▶ [Jobs]:
1. In the thread about building a swivel pole, what does Bob Scott suggest sliding over the top of the pipe in the ground to serve as the swivel?
2. Continue the thread about building a swivel pole from its final line.

▶ [Source excerpt]:
>> Start

I like a medium height pole with a shorter line. 3-4 ft high.

I saw some training tables with similar setups on top, worked very well.

I'll try to dig up some pictures.


----------



## Harry Keely (Aug 26, 2009)

Not bad Joby, your thinking along the same lines of Jody Butler. I was actually thinking of something some what similar to what you guys are talking about, like I posted earlier on the other board. My idea was to get a nice size diameter of steel pipe punching a hole on a round piece of steel to avoid sharp edges and welding it to a desired height then get a ring with another ring kinda like a figure eight if you will sliding it over the pipe then welding a square piece on the top for something to sledge hammer into the ground with. Then cutting two 45 degree angles on the bottom of the pipe to get through the red clay which is like dam concrete. Then I thought about buying trailer axles from northern and going that route to. Not sure still in the einstein stages LOL.


----------



## Bob Scott (Mar 30, 2006)

One of those two handed fence post drivers slid over the top of the pipe in the ground should give you your swivel. maybe make something a bit shorter if you weld. I think shorter would be less apt to hangup.


----------



## Joby Becker (Dec 13, 2009)

Bob Scott said:


> One of those two handed fence post drivers slid over the top of the pipe in the ground should give you your swivel. maybe make something a bit shorter if you weld. I think shorter would be less apt to hangup.


Was about to post that, after I thought about it. I just used a post driver like that at our last show to drive pipes in the ground.
Use a pipe that is slightly smaller than the post driver. I bet it would work fine if it wasn't too tall.

This is getting simpler and simpler for Harry.LOL

Step 1: Drive post into the ground, leaving post driver on top of the post when you are done.

Step 2: hook dog up and work him.

LOL, that's toooo easy, maybe a beer break to catch your breath depending on how many poles you are making.

I am betting Harry wants to actually make something though that takes welding, cutting, beveling, something to actually fabricate...


----------



## Bob Scott (Mar 30, 2006)

If you place a whole bunch of these all over the yard:-o those post drivers are a great ab workout!  :grin:


----------



## Ron Ackerman (Jul 29, 2007)

>> End

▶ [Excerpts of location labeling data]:
>> Start

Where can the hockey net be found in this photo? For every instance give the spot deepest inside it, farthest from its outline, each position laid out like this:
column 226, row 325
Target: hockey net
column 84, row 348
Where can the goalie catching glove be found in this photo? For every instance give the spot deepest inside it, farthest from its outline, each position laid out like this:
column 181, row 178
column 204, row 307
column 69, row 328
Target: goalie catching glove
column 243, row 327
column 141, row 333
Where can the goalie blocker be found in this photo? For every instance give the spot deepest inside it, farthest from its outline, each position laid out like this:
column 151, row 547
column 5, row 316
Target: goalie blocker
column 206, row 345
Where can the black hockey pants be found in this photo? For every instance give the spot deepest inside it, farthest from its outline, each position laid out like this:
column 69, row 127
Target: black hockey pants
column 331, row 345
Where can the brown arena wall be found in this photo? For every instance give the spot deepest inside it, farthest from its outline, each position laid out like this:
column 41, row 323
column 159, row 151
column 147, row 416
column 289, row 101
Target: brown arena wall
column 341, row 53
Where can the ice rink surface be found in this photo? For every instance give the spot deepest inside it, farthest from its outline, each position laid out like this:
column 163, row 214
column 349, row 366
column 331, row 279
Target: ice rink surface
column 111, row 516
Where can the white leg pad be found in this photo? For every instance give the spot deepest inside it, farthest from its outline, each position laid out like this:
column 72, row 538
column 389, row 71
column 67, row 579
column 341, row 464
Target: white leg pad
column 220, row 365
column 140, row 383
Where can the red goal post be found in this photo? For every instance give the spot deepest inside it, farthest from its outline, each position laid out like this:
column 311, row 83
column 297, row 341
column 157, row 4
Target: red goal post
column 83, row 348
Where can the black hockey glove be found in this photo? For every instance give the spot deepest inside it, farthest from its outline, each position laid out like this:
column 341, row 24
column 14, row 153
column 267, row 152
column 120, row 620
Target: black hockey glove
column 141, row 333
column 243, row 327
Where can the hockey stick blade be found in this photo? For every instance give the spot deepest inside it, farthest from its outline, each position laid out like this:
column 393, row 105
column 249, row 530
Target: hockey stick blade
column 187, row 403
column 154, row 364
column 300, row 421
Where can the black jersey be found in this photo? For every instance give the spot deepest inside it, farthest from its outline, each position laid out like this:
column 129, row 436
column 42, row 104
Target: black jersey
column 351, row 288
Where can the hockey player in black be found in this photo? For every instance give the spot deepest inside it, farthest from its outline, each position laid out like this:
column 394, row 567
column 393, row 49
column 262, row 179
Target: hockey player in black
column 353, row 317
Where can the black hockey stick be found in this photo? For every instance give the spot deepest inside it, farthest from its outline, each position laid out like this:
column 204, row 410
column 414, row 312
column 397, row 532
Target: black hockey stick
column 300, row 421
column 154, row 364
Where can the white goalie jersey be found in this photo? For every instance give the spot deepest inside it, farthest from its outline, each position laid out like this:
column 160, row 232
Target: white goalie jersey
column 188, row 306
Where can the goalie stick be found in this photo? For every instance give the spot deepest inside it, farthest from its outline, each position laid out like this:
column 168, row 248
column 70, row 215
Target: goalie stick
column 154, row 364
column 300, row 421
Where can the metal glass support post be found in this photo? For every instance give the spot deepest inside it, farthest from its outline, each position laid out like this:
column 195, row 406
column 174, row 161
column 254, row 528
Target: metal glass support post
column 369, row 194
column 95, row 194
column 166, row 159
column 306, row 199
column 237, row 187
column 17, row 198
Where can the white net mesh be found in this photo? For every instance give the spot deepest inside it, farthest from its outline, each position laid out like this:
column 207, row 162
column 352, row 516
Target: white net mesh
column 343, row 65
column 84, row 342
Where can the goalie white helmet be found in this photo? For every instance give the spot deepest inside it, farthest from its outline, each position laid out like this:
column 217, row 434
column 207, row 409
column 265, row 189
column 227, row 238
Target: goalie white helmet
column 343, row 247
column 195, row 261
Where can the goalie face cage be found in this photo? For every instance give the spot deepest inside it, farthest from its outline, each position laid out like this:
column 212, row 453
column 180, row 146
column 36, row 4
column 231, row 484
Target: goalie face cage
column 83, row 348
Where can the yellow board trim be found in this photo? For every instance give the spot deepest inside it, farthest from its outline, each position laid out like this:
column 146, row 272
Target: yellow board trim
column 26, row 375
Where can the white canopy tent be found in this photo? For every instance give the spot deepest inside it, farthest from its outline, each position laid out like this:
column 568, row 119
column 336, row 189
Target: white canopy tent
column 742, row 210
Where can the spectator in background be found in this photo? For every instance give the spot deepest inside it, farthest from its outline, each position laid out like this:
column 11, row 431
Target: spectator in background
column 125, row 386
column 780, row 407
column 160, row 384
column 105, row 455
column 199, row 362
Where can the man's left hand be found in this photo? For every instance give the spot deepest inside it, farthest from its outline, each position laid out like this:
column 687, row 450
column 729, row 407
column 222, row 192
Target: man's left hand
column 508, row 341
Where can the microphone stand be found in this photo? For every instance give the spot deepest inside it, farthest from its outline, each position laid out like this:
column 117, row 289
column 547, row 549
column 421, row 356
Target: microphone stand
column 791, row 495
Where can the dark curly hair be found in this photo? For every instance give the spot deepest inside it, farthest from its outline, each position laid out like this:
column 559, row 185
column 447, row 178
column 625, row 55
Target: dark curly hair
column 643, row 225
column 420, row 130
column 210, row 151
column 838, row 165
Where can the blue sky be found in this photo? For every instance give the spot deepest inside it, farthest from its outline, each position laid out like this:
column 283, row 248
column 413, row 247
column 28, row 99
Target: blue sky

>> End

▶ [Set of answers]:
1. One of those two-handed fence post drivers.

2.
Hey,you guys are making this way too complicated.

I the easiest way is to set your upright pipe into the ground with concrete. Then buy a slightly larger tee fitting, large enough so that it will slip down freely over the upright. Drill a hole through the upright and insert a bolt to keep the tee fitting at the height you want. 

Then drill a hole through the open end of the tee fitting parallel with the upright pipe. Drop a bolt down through the tee and you have the place to hook your tie out cable. If you want, you can leave the threaded end of the upright pipe up and screw a cap on it to keep water out and the tee on the pipe.

By the way, the cap on top will give you something to hammer on and you don't need to cut the two 45 degree angles, just cut one time across the whole pipe.

There, you only had two holes to drill; no welding and you’re ready to work dogs.


----------



## Joby Becker (Dec 13, 2009)

Bob Scott said:


> If you place a whole bunch of these all over the yard:-o those post drivers are a great ab workout!  :grin:


DUDE. a whole body work out, we use Iron water pipe to support snow fence for the arena, and barriers.. plus extra poles for gates and shoots. 10 ft spacing is the best I've found, 8 foot could be better but we run about 600 ft of fence usually, and its a lot of pounding at the 10' mark LOL..


----------



## jack van strien (Apr 9, 2009)

Again i option for a cheap way. We used dug in car tires for years,never breaks ,never fails and gives a little bit of spring and will not pull dogs over backwards.


----------



## Harry Keely (Aug 26, 2009)

Decided to design my own, will show some pics I guess when I finalize the deal in my head and actually build them, stay tuned LOL


----------



## Patrick Salerno (Apr 6, 2009)

Harry Keely said:


> Decided to design my own, will show some pics I guess when I finalize the deal in my head and actually build them, stay tuned LOL


Awesome!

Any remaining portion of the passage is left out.